## begin Material for this exercise

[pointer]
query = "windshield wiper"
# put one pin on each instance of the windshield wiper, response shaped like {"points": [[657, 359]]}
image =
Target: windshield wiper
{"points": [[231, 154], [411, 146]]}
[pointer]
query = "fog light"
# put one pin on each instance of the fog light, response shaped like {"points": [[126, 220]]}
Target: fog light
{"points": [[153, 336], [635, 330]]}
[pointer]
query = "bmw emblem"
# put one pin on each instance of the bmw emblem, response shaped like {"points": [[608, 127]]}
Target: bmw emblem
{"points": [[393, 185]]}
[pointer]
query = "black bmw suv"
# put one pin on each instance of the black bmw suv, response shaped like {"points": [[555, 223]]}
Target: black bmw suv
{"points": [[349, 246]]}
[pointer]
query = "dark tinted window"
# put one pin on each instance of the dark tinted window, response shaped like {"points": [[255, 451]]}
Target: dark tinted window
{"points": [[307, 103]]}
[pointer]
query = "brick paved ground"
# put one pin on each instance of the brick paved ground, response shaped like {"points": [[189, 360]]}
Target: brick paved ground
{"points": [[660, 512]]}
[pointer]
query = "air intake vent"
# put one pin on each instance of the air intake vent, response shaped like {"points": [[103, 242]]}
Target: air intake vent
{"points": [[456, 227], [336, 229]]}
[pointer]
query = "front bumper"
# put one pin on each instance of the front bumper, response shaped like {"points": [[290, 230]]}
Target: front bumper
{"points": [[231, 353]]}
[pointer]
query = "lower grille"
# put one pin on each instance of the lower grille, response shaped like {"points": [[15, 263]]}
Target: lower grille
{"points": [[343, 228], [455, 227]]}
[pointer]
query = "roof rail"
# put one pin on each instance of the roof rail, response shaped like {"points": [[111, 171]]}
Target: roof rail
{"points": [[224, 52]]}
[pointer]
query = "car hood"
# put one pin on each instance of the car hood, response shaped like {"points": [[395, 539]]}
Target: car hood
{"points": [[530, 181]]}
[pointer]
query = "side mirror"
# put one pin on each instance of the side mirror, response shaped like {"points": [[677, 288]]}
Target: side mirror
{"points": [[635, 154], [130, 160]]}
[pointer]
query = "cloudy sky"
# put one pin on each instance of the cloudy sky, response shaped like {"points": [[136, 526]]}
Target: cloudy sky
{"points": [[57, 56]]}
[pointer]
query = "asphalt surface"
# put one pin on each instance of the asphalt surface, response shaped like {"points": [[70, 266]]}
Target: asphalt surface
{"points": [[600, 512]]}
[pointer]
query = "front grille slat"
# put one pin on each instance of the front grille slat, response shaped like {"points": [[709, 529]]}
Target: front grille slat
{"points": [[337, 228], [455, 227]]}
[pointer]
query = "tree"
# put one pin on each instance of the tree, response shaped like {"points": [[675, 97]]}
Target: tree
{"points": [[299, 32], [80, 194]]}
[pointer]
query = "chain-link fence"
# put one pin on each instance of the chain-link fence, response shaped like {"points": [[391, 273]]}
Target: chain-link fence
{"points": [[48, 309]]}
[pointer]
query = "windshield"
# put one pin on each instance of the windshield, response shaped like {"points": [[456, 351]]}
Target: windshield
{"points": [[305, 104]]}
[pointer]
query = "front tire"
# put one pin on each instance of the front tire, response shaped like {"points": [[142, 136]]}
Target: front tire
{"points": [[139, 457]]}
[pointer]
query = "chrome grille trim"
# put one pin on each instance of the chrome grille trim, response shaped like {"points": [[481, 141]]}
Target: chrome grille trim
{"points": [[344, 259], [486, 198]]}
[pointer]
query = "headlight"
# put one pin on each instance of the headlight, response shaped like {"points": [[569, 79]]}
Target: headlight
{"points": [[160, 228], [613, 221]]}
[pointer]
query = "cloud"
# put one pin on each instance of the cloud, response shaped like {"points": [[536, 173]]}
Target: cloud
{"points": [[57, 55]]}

## end Material for this exercise

Short task: Each line must be given again exactly as written above.

Exercise answer:
[pointer]
query = "windshield wiper"
# put one pin on each instance of the windshield wiper, response shaped like {"points": [[657, 359]]}
image =
Target: windshield wiper
{"points": [[231, 154], [411, 146]]}
[pointer]
query = "fog light"
# put one pin on each instance of the fog light, response shaped like {"points": [[126, 220]]}
Target: fog light
{"points": [[153, 336], [635, 330]]}
[pointer]
query = "bmw emblem"
# put one pin on each instance of the bmw emblem, response shaped like {"points": [[608, 127]]}
Target: bmw emblem
{"points": [[393, 185]]}
[pointer]
query = "black bmw suv"
# put one pin on each instance of the black bmw suv, response shaped like {"points": [[555, 223]]}
Target: black bmw suv
{"points": [[349, 246]]}
[pointer]
query = "dark tinted window"
# put one pin on each instance of the dark tinted window, response shaped like {"points": [[255, 451]]}
Target: dark tinted window
{"points": [[307, 103]]}
[pointer]
query = "brick paved ground"
# put one pin on each instance of the brick paved ground, response shaped like {"points": [[189, 360]]}
Target: brick paved ground
{"points": [[660, 512]]}
[pointer]
query = "air intake vent"
# put one pin on each instance of the air intake vent, response shaped like {"points": [[103, 242]]}
Target: air intake vent
{"points": [[456, 227], [336, 229]]}
[pointer]
query = "front bumper"
# put one pin on each instance of the front bumper, response shaped like {"points": [[290, 230]]}
Target: front bumper
{"points": [[231, 353]]}
[pointer]
query = "lower grille"
# put one pin on each instance of the lower grille, response shaped like {"points": [[15, 263]]}
Target: lower grille
{"points": [[343, 228], [455, 227]]}
[pointer]
query = "roof rail"
# put one pin on each instance of the roof rail, response shaped like {"points": [[111, 171]]}
Target: roof rail
{"points": [[224, 52]]}
[pointer]
query = "car hood"
# put one pin on each instance of the car hood, response shaped like {"points": [[395, 539]]}
Target: car hood
{"points": [[530, 181]]}
[pointer]
query = "side mirror"
# put one pin on each instance of the side mirror, response shaped like {"points": [[677, 288]]}
Target: side mirror
{"points": [[635, 154], [130, 160]]}
[pointer]
query = "cloudy sky"
# put one pin on each instance of the cloudy sky, response shaped like {"points": [[136, 526]]}
Target: cloudy sky
{"points": [[57, 56]]}
[pointer]
query = "asphalt surface"
# put one pin on each instance of the asphalt surface, response shaped like {"points": [[70, 266]]}
Target: asphalt surface
{"points": [[600, 512]]}
[pointer]
query = "front grille slat"
# put one pin on each instance of the front grille slat, response shaped like {"points": [[709, 529]]}
Target: front grille slat
{"points": [[337, 228], [455, 227]]}
[pointer]
query = "tree"
# put one pin on each instance of the tree, response shaped like {"points": [[675, 97]]}
Target: tree
{"points": [[299, 32], [80, 194]]}
[pointer]
query = "chain-link fence"
# put one pin on each instance of the chain-link fence, response shaped like {"points": [[391, 273]]}
Target: chain-link fence
{"points": [[48, 309]]}
[pointer]
query = "windshield"
# put one pin on each instance of the windshield, response shaped like {"points": [[456, 351]]}
Target: windshield
{"points": [[305, 104]]}
[pointer]
query = "front tire"
# put one pin on each instance of the front tire, response shaped like {"points": [[142, 136]]}
Target: front tire
{"points": [[139, 457]]}
[pointer]
query = "chrome grille trim"
# put one pin on each instance of the chrome grille trim, response shaped like {"points": [[481, 141]]}
Target: chrome grille trim
{"points": [[344, 259], [486, 198]]}
[pointer]
query = "headlight"
# put one pin on each instance of the headlight, response shaped like {"points": [[569, 79]]}
Target: headlight
{"points": [[160, 228], [613, 221]]}
[pointer]
query = "cloud"
# put one pin on each instance of the cloud, response shaped like {"points": [[536, 173]]}
Target: cloud
{"points": [[57, 55]]}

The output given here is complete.